**DOCUMENT EXCERPT**:
Sunday, March 10, 2013

Budgeting lessons from the Budget

The way the government handles or mishandles its Budget has lessons for all of us in managing our budgets



    Budget is the current obsession. There was a time in the 1980s when the government used to tweak things sector by sector, leaving everyone glued to stock prices and sector calls. Then we had the reformist budgets of the 1990s, when the government began to focus on the macro aspects. Also, a large number of reforms happened outside the budget speech. In the current decade we seem a bit lost, neither able to do reforms nor tweaking micro aspects. 
    This seems to have trickled down as many of us do not make household budgets any more. But this does not mean we do not have to take any strategic view of our incomes and expenses. We need at least an intuitive sense and some control, in the interest of our wealth. What are the lessons for the household budget this season? 
    The government's budget is driven by the expense side. The household budget has to be driven by income, and we can't spend what we have not earned. At all times, we need a strategic focus on our future income and how well we have secured it. The Indian government's budget is weak because it makes too little investments to secure the future for all of us. Without economic growth, there is no job growth. When the government fails to generate future jobs, the onus on us to secure our future income by our own actions is even higher.

**COMPLETE THE FOLLOWING**:
1. Using the article on budgeting lessons, explain why a household budget has to be driven by income rather than by expenses.
2. Write out the passage of the article on budgeting lessons starting with "Budget is the" and going on through "budget this season?", word for word.

**EXTRACTED RECORDS**:
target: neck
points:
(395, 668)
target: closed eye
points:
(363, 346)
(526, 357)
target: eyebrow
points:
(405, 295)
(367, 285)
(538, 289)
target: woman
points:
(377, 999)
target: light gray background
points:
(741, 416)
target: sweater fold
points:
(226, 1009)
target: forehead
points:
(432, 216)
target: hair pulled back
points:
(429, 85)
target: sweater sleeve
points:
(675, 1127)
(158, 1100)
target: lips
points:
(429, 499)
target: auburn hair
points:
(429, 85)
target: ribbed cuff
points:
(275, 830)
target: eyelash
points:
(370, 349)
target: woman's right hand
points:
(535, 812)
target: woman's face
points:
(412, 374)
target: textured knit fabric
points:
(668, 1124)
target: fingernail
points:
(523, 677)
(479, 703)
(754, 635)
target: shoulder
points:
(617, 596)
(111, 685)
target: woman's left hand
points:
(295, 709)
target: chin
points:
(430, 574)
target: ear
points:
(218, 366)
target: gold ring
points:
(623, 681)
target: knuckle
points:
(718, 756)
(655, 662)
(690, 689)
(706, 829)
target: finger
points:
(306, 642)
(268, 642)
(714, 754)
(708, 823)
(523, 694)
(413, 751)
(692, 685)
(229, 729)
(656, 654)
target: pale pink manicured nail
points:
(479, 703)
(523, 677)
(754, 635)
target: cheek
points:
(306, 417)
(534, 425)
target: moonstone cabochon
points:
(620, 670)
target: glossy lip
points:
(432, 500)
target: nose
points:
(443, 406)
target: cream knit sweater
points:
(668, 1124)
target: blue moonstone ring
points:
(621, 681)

**SET OF ANSWERS**:
1. A household budget has to be driven by income because we can't spend what we have not earned.

2.
Budget is the current obsession. There was a time in the 1980s when the government used to tweak things sector by sector, leaving everyone glued to stock prices and sector calls. Then we had the reformist budgets of the 1990s, when the government began to focus on the macro aspects. Also, a large number of reforms happened outside the budget speech. In the current decade we seem a bit lost, neither able to do reforms nor tweaking micro aspects. 
    This seems to have trickled down as many of us do not make household budgets any more. But this does not mean we do not have to take any strategic view of our incomes and expenses. We need at least an intuitive sense and some control, in the interest of our wealth. What are the lessons for the household budget this season?